**YOUR TASKS:**
[1] Rewrite the passage about the sea turtle at Maafaru Airport from "This mother turtle" to "But who cares?", switching "concrete" to "asphalt".
[2] Resume the passage about the sea turtle at Maafaru Airport, picking up right after its last sentence.

Not long ago, people at the Maafaru Airport on an island of Maldives found a large green sea turtle lying in the middle of a newly constructed tarmac. They were baffled to see that the turtle was laying eggs right on the runway. This happened because the turtle was most probably born on the same spot years ago when it was not an airstrip but just a tranquil beach with long history of being a popular nesting site for the turtles on the island. As part of what is called natal homing, many sea turtles return to the same beach to nest, where they themselves were born.
This mother turtle simply followed a natural instinct but in place of the soft sand of her home, she found concrete. She must have felt a different smell in the air, a different touch under her fins, she must have felt confused. But her rather simple mind would take a few more visits before she finally realizes that man doesn’t want anything but himself on that beach. Then, where will she go? Probably nature would have taught her to find alternative shores. Or not. But who cares?
This heartbreaking incident was one of many obvious examples of how endangered sea turtles are suffering from habitat loss – which somehow managed to grab news headlines and thankfully, garnered a lot of attention.

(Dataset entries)

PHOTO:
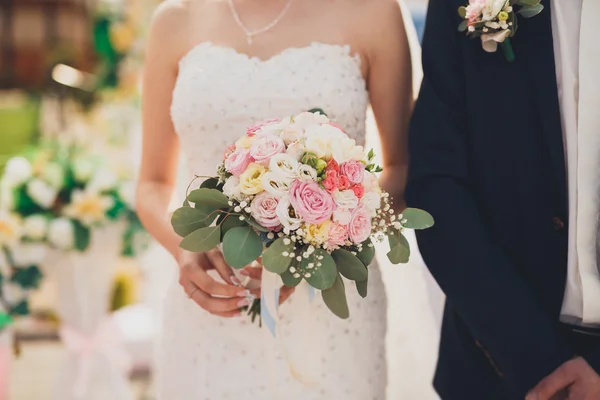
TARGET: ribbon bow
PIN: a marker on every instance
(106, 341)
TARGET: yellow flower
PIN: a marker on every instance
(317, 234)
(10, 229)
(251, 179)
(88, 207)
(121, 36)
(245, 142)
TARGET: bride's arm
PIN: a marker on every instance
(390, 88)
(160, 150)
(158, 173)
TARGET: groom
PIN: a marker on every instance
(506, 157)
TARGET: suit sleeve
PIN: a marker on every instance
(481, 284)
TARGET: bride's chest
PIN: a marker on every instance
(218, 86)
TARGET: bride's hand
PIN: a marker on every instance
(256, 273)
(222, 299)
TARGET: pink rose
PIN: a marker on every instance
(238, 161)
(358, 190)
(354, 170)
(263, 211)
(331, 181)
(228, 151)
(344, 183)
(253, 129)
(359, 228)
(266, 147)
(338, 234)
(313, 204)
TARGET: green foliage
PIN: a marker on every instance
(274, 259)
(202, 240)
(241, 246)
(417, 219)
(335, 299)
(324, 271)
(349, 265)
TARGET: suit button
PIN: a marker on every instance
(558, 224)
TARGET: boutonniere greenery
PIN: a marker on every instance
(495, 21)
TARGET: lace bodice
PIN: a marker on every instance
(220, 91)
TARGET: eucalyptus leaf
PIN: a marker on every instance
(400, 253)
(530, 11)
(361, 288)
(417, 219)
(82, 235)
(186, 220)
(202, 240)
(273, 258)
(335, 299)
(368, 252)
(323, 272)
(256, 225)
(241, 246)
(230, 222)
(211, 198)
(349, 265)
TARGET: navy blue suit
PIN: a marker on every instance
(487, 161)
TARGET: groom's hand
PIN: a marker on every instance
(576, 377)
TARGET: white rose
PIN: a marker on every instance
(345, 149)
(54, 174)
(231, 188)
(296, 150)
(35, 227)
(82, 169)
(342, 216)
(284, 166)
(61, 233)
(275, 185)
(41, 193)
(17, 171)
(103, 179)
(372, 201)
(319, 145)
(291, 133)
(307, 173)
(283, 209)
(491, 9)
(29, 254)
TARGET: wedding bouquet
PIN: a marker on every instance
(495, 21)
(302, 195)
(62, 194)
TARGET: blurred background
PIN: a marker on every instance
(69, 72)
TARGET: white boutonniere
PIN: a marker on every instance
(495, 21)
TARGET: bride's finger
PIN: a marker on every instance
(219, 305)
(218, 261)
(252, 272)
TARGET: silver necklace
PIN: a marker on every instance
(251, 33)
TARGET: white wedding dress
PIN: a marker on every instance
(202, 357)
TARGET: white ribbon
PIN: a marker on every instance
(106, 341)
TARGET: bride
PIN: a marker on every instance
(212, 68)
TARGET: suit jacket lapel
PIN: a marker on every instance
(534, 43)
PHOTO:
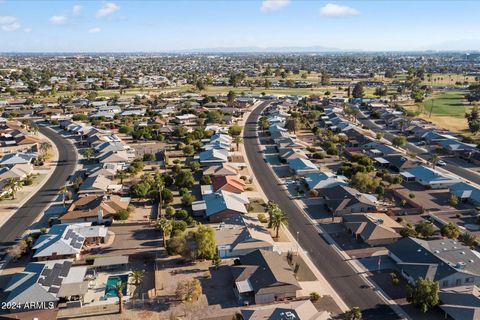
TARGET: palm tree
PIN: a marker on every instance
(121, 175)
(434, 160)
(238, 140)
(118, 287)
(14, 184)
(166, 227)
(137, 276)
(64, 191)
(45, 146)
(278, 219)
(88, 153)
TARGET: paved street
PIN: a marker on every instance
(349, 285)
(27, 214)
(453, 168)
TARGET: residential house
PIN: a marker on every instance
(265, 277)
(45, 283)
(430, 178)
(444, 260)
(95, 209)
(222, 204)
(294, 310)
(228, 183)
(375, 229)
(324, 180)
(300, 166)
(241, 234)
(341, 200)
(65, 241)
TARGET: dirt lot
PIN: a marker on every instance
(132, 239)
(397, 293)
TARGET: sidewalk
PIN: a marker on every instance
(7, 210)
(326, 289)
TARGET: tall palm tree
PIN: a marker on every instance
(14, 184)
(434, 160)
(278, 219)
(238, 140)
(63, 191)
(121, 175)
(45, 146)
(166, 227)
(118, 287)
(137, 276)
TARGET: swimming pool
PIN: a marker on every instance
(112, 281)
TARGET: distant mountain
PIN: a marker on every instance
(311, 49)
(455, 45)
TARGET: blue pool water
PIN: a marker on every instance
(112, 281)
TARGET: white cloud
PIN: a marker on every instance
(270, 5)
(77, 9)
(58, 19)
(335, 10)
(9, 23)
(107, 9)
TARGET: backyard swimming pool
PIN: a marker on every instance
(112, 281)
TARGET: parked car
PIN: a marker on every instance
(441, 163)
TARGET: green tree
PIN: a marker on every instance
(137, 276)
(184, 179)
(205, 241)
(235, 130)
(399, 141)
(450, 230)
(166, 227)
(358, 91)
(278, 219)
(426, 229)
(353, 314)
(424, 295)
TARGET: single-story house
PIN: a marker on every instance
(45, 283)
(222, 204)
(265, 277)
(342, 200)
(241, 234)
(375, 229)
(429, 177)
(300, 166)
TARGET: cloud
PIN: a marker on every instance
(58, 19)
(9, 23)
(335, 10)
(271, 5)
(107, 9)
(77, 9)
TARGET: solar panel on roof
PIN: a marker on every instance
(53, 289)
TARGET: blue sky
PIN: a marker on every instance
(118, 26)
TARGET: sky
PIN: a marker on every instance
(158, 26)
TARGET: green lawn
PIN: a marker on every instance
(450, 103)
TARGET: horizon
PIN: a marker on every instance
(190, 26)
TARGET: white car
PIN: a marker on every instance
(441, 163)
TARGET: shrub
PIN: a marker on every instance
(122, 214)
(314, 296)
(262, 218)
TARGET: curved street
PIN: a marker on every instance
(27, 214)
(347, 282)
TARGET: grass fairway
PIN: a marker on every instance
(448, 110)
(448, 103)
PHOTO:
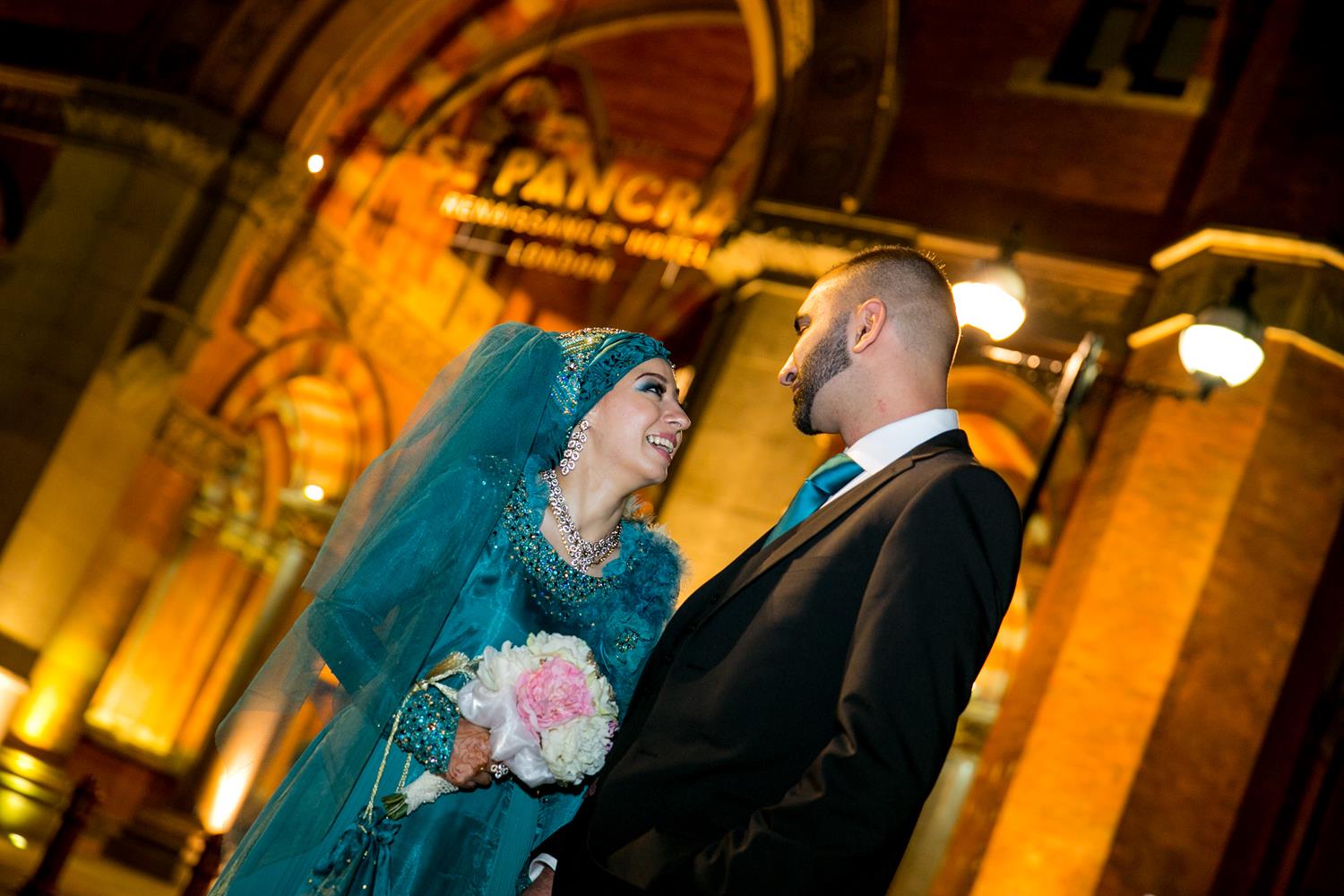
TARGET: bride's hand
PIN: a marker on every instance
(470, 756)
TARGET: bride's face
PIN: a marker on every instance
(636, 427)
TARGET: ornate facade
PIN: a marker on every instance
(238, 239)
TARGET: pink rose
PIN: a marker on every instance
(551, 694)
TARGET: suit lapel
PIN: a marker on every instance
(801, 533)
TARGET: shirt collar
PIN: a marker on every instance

==

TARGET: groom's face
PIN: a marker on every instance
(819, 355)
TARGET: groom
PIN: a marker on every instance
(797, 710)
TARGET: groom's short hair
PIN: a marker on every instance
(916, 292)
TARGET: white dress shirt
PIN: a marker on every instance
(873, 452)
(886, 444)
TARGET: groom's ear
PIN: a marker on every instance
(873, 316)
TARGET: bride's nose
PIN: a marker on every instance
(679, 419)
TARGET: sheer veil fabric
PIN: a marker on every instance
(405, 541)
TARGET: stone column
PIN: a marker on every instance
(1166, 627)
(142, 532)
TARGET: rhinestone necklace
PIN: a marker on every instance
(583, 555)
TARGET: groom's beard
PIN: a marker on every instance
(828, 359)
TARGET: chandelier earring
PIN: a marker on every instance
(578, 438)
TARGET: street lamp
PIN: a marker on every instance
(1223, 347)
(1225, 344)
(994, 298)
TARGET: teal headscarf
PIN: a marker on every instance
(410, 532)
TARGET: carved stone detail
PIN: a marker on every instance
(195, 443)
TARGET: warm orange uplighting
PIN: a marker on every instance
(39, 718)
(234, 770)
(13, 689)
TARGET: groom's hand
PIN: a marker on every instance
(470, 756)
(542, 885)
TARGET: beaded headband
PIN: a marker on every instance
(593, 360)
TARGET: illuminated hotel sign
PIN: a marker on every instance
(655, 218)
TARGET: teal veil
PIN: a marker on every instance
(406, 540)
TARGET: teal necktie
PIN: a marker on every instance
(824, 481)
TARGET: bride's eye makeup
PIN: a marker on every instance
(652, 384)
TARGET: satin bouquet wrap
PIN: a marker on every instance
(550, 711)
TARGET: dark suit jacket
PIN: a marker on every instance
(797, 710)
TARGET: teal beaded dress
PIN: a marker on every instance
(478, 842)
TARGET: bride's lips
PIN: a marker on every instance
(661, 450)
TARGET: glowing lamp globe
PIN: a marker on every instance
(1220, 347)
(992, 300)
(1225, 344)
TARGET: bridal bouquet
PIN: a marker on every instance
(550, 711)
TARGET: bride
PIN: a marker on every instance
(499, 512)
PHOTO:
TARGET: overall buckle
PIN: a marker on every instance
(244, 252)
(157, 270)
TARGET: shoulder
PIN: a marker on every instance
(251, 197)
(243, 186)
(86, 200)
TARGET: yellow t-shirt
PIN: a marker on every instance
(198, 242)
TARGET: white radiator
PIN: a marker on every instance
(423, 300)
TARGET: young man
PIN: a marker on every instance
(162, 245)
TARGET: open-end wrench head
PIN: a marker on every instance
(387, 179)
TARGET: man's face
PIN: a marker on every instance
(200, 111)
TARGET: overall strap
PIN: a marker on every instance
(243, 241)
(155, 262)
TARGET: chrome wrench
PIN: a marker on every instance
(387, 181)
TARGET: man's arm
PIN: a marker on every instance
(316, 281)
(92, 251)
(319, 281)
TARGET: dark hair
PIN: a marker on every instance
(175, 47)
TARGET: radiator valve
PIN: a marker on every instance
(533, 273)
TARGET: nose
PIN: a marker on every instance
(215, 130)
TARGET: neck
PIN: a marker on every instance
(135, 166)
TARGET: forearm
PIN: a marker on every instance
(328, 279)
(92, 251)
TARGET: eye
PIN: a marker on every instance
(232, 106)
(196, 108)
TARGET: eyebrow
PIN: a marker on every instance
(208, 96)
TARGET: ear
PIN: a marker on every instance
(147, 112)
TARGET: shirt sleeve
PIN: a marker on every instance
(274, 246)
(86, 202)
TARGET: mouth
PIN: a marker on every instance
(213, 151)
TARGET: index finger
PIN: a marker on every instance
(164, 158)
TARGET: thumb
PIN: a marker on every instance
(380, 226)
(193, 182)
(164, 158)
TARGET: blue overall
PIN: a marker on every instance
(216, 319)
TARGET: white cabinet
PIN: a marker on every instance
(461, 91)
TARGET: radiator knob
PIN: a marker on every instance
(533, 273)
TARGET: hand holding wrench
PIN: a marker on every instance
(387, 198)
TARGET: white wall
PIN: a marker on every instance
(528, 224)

**RESULTS IN ORDER:**
[1]
This mother turtle simply followed a natural instinct but in place of the soft sand of her home, she found asphalt. She must have felt a different smell in the air, a different touch under her fins, she must have felt confused. But her rather simple mind would take a few more visits before she finally realizes that man doesn’t want anything but himself on that beach. Then, where will she go? Probably nature would have taught her to find alternative shores. Or not. But who cares?

[2]
“Hi, my name is Magnolia” – Read the front of one tank at the Georgia Sea Turtle Center, a frail looking young turtle swimming inside. It was heartening. The presence of a name not only helped made her pain to be felt immediately by people standing before her, to a human mind distracted hopelessly with gadgets, it also saved the turtle from being reduced to an exhibit floating in front of it. To a generation that is not used to pay attention to the life they encounter on a daily basis – a name, perhaps made the turtle alive. “Hey Magnolia, how are you?” I had heard a teenager whisper softly.
In an interview given to Krista Tippet, Sherry Turkle, author of Alone Togehter, and founder/director of the MIT Initiative on Technology & Self, talked about a thought-provoking incident that helped her frame her thinking on the new sense of a cold pragmatism among the young generation.
Once in a Darwin exhibition at a museum, Sherry’s daughter saw a Galapagos turtle brought up from the islands. The girl who was exposed to robots since a very young age, looked at the sleeping turtle and said to her mother, “For what this turtle is doing, they could have just had a robot.”
It struck Sherry that from the point of view of her young daughter, the fact that it was alive didn’t mattered at all. She went back to the museum several times and began to interview children and their parents about the question of the turtles, and was stunned to find that the children began to use this phrase while talking about turtles – “A robot would have been alive enough.” A Phrase that Sherry had never heard in her 20 years in the field. She lamented,
This is no longer philosophical. Life becomes a pragmatic quality.
Is this alive enough for this purpose?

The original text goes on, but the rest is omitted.